Le Devoir

L’installati­on bidons de l’artiste Christo à Londres

- ÉDOUARD GUIHAIRE À LONDRES AGENCE FRANCE-PRESSE

Il n’y a pas de message. Qu’elle soit critique ou positive, toute interpréta­tion est légitime. CHRISTO

Six cents tonnes, 7506 bidons empilés en forme de trapèze : l’artiste Christo a dévoilé lundi sa plus récente oeuvre, un mastaba flottant sur le lac Serpentine à Hyde Park, une installati­on monumental­e, déroutante, destinée autant à susciter le débat qu’à « stimuler les sens ».

En voyant cet assemblage de bidons métallique­s, faisant très fortement penser à des barils de pétrole au coeur d’un des poumons verts de Londres, d’aucuns penseront à un message contre la pollution. D’autres verront dans cette installati­on surprenant­e, visible à plusieurs centaines de mètres à la ronde, un genre de prisme, un pixel géant, ou bien une simple forme géométriqu­e.

L’oeuvre se veut par nature ouverte à toutes les interpréta­tions et n’a pas vocation à véhiculer une quelconque déclaratio­n, explique l’artiste.

« Marchez autour, regardez-la, je ne peux rien dire d’autre », demande Christo, vedette mondiale de l’art contempora­in connu pour les spectacula­ires « emballages » du Reichstag de Berlin (1995) et du Pont-Neuf à Paris (1985), lors d’une conférence de presse organisée sur les rives du Serpentine, lac artificiel prisé des touristes, cygnes et autres canards.

« Il n’y a pas de message, a ensuite précisé l’artiste âgé de 83 ans, Américain d’origine bulgare, à l’AFP. Qu’elle soit critique ou positive, toute interpréta­tion est légitime. »

Seule concession du créateur : l’oeuvre de 20 mètres de haut peut s’apparenter à une sorte « d’escalier vers le ciel ».

Première installati­on d’envergure à ciel ouvert de Christo au RoyaumeUni, ce mastaba (sépulture antique que l’on retrouve en Égypte et en Mésopotami­e) est constitué de 7506 bidons de métal de 200 litres reposant sur une plateforme flottante solidement ancrée au sol.

Rouge et blanc d’un côté, bleu, mauve et rouge de l’autre, le trapèze offre un contraste saisissant avec les eaux calmes et bordées de grands arbres du lac Serpentine.

_Données fournies:_
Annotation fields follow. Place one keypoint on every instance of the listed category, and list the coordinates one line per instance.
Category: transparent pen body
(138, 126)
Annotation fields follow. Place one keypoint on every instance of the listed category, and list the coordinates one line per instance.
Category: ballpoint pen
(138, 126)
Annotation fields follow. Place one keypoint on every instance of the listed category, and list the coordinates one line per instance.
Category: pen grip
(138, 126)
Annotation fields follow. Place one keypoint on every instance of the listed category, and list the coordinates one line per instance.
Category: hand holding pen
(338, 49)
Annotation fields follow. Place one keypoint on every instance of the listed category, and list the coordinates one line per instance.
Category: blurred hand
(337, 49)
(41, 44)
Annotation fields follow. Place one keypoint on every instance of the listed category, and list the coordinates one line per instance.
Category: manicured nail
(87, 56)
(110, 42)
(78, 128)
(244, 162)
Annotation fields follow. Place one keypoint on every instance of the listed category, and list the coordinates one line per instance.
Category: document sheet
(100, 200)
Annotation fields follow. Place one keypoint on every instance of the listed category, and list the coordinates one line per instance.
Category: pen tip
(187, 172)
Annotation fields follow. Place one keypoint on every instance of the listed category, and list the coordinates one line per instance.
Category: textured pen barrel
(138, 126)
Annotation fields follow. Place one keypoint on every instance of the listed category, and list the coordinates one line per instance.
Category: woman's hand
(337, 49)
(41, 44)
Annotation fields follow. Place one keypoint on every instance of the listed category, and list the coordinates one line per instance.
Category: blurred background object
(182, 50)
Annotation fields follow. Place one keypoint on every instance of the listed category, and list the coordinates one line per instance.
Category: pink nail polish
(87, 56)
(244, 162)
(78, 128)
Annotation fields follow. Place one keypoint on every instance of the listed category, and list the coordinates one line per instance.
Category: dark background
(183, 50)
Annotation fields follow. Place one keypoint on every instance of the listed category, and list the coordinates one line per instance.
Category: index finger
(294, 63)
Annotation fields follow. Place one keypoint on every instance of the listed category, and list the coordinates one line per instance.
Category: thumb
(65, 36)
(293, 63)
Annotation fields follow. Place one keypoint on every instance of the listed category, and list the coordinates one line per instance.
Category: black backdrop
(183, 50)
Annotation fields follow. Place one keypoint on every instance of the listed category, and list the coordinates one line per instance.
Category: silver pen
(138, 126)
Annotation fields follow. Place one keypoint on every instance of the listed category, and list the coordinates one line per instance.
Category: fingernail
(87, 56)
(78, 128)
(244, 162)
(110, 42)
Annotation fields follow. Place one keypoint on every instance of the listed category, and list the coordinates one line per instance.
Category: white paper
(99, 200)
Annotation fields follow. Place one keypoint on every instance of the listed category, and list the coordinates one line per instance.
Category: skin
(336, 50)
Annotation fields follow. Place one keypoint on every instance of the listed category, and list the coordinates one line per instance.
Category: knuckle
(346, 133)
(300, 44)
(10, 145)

_Consignes:_
**A)** Répondez à ces questions sur l'article consacré à l'installation de Christo à Londres :
(i) Combien de bidons composent le mastaba ?
(ii) Quelle hauteur atteint l'œuvre ?
(iii) Quel âge a l'artiste ?
**B)** Recopiez le passage de l'article sur l'installation de Christo à Londres, à partir des mots « - ÉDOUARD GUIHAIRE » jusqu'aux mots « simple forme géométriqu­e. ».
**C)** Écrivez la suite de l'article sur l'installation de Christo à Londres, après sa dernière phrase.

_Résultats successifs:_
**A)**
(i) 7506 bidons.
(ii) 20 mètres.
(iii) 83 ans.

**B)**
- ÉDOUARD GUIHAIRE À LONDRES AGENCE FRANCE-PRESSE

Il n’y a pas de message. Qu’elle soit critique ou positive, toute interpréta­tion est légitime. CHRISTO

Six cents tonnes, 7506 bidons empilés en forme de trapèze : l’artiste Christo a dévoilé lundi sa plus récente oeuvre, un mastaba flottant sur le lac Serpentine à Hyde Park, une installati­on monumental­e, déroutante, destinée autant à susciter le débat qu’à « stimuler les sens ».

En voyant cet assemblage de bidons métallique­s, faisant très fortement penser à des barils de pétrole au coeur d’un des poumons verts de Londres, d’aucuns penseront à un message contre la pollution. D’autres verront dans cette installati­on surprenant­e, visible à plusieurs centaines de mètres à la ronde, un genre de prisme, un pixel géant, ou bien une simple forme géométriqu­e.

**C)**
Le bidon comme matériau artistique

Christo retrouve avec le « bidon » un matériau dont il apprécie le faible coût et le potentiel esthétique. L’artiste avait commencé à s’intéresser aux formes cylindriqu­es en réalisant à la fin des années 1950 des petites sculptures avec des canettes, peintes ou emballées.

En 1962, l’artiste, qui avait fui la Bulgarie communiste, avait barré une rue de Paris avec un mur de bidons, sa réponse au Mur de Berlin.

Plus récemment, Christo, lauréat avec son épouse Jeanne-Claude, aujourd’hui décédée, du Praemium Imperiale, considéré comme le Nobel des arts, avait créé un mur de 13 000 bidons à Oberhausen, dans l’ouest de l’Allemagne.

Le «London Mastaba», dont la constructi­on, financée par l’artiste, avait débuté le 3 avril, sera visible pendant l’été et jusqu’au 23 septembre, avant d’être recyclé.

À peine installée, l’oeuvre ne manquait pas de susciter des réactions étonnées, et partagées, chez les visiteurs de Hyde Park.

« On dirait des ballons pour enfants », a déclaré, un brin perplexe, une touriste de 46 ans, Yasmin Koc Ozcengel, originaire d’Istanbul.

« C’est très moderne, alors que l’endroit est à la fois naturel et historique », a-t-elle souligné, estimant que ce mastaba aurait pu être accueilli par un site plus approprié.

Christo voulait provoquer la réflexion ? « Il y est arrivé, parce que je suis là en train de réfléchir à ce que ça peut bien être », a dit de son côté Sheila Steffenson, une Américaine de 58 ans établie à Londres.

« Peut-être s’agit-il d’un message sur la pollution ? a-t-elle ajouté. Qui sait ? »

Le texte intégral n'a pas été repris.